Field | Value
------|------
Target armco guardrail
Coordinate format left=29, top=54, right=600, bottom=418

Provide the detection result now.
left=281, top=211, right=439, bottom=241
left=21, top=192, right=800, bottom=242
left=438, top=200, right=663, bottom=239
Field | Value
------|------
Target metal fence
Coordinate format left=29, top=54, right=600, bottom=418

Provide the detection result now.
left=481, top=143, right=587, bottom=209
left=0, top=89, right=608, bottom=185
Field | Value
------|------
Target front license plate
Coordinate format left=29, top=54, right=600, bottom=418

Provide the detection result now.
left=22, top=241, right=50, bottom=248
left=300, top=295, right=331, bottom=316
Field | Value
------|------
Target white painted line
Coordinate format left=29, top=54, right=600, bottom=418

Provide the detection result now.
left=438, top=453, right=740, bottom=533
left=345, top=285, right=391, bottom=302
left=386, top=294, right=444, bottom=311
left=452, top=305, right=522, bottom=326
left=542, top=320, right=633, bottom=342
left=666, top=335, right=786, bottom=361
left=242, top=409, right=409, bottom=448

---

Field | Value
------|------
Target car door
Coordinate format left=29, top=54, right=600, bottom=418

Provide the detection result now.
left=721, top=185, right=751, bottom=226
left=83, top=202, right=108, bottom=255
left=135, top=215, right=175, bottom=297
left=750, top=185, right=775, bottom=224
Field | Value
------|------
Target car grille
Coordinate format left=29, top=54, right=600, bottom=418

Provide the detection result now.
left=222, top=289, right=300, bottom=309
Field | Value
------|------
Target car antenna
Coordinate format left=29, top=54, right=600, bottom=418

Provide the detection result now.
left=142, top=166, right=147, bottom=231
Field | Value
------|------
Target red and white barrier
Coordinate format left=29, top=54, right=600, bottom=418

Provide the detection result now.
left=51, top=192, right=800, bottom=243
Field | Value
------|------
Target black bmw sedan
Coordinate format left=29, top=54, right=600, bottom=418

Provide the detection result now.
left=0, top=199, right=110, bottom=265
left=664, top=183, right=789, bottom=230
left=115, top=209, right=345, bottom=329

## Exercise
Which lines in the rows above contain the string "Target"? Pull out each of those lines in full, treating uppercase and lowercase as different.

## Written response
Target armco guardrail
Target metal fence
Target front license plate
Target white painted line
Target car door
Target car grille
Target car antenna
Target red and white barrier
Target black bmw sedan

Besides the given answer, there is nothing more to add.